EXERCISE PASSAGE
# # # # #

At 7:30 p.m. is “Labor Day.”

Kate Winslet and Josh Brolin star in this new romantic drama from writer/director Jason Reitman (“Juno”, “Up in the Air”) about an escaped convict unknowingly brought home on Labor Day weekend by a single mom’s errand-running 13-year-old son. Their time together shapes the rest of their lives.

The movie madness continues on Sunday with “aka Doc Pomus” at 2 p.m.

Although we’re not sure we do, the promo asserts “You know his songs. Now hear their mind-blowing history. The challenged, yet stratospherically successful, songwriter of ‘Save the Last Dance for M,’ ‘This Magic Moment’ and ‘A Teenager in Love’ who was revered by millions around the world.”

Now you know if you didn’t already.

aka_doc_pomus_350Moving on, at 4 p.m. is “Frances Ha.”

Greta Gerwig stars and co-wrote, with director Noah Baumback, this quirky story about an apartment-less new York dreamer “who throws herself, literally head over heels, into following her bliss with an unaccountable joy and lightness that’s a great life lesson to us all. Lighten Up! Why not?”

Maybe leave the kids at home for this year’s Cannes Film Festival Palme d’Or winner, “Blue is the Warmest Color” at 6 p.m.

A profoundly moving, sometimes graphic – and it appears NC-17 – hymn to both love and life tells the tale of a young woman and the older woman who becomes the love of her life. “Erotically-Charged, Emotionally Daring and a Ravishing Romance.” raved Rolling Stone. In French with English subtitles.

Lastly – for this weekend at least – is “Five Dances” at 9 p.m.

Chip, a young dancer who recently arrived in New York City, starts to train and practice with three other dancers and the ballet master. While patiently rehearsing each figure of the five dances making up the ballet, Chip has to choose between going back to his family home in the Midwest and starting his own career and personal life.

# # # # #

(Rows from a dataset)
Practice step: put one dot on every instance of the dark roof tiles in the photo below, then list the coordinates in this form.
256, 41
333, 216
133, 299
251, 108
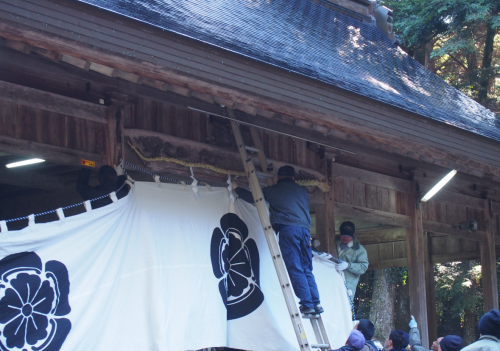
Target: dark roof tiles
312, 40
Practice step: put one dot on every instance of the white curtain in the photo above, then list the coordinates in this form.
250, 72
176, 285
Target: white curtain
161, 269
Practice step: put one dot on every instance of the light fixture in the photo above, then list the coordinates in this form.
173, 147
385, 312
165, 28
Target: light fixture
24, 163
438, 186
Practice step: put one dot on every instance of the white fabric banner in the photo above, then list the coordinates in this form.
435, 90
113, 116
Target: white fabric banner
161, 269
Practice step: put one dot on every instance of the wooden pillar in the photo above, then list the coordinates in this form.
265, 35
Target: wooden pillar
488, 262
430, 285
325, 216
416, 269
111, 140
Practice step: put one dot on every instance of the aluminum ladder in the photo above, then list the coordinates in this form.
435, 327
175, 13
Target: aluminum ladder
279, 264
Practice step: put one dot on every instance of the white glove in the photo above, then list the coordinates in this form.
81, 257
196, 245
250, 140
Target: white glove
234, 184
413, 322
342, 265
119, 169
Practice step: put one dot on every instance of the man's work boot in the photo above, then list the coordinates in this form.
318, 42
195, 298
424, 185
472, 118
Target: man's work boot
306, 310
318, 309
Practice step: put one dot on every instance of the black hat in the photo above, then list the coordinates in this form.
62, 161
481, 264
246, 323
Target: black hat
451, 343
366, 328
347, 228
107, 176
286, 171
489, 324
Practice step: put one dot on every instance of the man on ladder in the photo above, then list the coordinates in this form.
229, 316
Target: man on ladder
289, 214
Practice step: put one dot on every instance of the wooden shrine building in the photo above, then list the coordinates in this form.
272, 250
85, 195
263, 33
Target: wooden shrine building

# # # # #

EXERCISE DESCRIPTION
Reproduce the stretch of the film listing from "Maybe leave the" through "with English subtitles.", word for word. These rows come from a separate source and are unrelated to the film listing.

RESPONSE AREA
Maybe leave the kids at home for this year’s Cannes Film Festival Palme d’Or winner, “Blue is the Warmest Color” at 6 p.m.

A profoundly moving, sometimes graphic – and it appears NC-17 – hymn to both love and life tells the tale of a young woman and the older woman who becomes the love of her life. “Erotically-Charged, Emotionally Daring and a Ravishing Romance.” raved Rolling Stone. In French with English subtitles.